[Records]
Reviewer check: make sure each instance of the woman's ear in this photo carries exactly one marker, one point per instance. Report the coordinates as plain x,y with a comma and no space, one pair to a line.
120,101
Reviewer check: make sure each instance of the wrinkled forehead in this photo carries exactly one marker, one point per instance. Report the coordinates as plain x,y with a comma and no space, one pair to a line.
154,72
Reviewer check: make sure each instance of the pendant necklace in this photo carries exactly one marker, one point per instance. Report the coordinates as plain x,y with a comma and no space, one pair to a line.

--

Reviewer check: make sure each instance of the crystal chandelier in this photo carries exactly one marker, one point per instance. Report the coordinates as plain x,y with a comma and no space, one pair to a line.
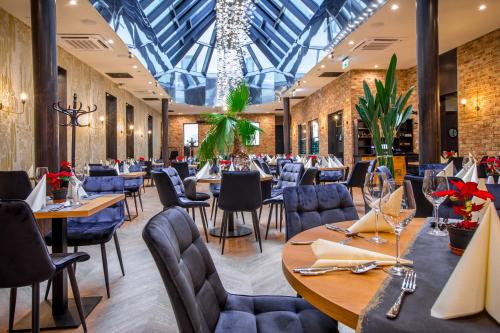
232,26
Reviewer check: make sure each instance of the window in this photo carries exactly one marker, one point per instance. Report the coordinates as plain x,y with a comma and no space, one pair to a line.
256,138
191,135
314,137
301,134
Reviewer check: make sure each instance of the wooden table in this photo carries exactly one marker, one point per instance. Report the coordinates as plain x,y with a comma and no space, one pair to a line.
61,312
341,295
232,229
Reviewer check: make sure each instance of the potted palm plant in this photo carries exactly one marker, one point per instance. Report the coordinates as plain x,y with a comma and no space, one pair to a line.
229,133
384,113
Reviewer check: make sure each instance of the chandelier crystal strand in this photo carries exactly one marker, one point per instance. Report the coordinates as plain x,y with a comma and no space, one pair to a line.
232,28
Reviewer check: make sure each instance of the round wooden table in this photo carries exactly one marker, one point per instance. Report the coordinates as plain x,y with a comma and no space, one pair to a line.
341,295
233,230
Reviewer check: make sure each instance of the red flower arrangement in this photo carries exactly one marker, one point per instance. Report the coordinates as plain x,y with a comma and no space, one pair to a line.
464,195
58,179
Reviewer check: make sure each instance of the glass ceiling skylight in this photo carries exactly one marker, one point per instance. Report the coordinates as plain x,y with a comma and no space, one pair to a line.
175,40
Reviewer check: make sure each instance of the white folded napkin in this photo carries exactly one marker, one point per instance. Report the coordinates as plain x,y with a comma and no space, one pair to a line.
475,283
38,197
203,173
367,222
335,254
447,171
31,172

---

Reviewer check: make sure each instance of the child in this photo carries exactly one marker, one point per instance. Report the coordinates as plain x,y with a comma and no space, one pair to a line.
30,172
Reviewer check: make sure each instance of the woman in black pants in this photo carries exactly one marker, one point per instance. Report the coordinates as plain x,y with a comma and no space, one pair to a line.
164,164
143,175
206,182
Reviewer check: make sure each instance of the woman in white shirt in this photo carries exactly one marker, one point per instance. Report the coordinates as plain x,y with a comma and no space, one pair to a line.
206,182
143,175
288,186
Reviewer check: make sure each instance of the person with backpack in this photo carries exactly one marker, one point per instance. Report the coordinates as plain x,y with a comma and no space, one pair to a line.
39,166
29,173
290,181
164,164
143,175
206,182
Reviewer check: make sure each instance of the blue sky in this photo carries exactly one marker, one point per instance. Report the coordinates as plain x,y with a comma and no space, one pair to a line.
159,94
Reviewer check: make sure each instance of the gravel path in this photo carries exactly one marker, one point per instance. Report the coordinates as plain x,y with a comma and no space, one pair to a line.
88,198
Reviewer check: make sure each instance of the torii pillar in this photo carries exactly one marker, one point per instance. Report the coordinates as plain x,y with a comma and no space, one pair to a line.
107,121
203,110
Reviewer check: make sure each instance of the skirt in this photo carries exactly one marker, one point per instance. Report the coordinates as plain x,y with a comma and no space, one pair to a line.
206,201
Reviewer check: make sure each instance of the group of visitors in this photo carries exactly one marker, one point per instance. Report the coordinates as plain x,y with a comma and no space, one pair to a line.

**Short problem:**
Copy out the lines of the material verbatim, from the line with "Reviewer check: make sure each instance of the woman's" to the line with "Reviewer check: make sure each instance of the pendant", both of those lines included.

**Reply:**
Reviewer check: make sure each instance of the woman's ear in this photo carries exactly one marker, one point per instance. Report the coordinates as plain x,y with a comma and no space, one pair to a line.
120,101
Reviewer check: make sure each instance of the wrinkled forehead in this photo carries exactly one marker, one point per instance. Report the coordinates as plain x,y with a comma and no space, one pair to a line.
154,72
Reviewer check: make sure each instance of the pendant necklace in this photo carries exactly one marker, one point per instance. Report the coordinates as plain x,y with a comma and no space, one pair to a line.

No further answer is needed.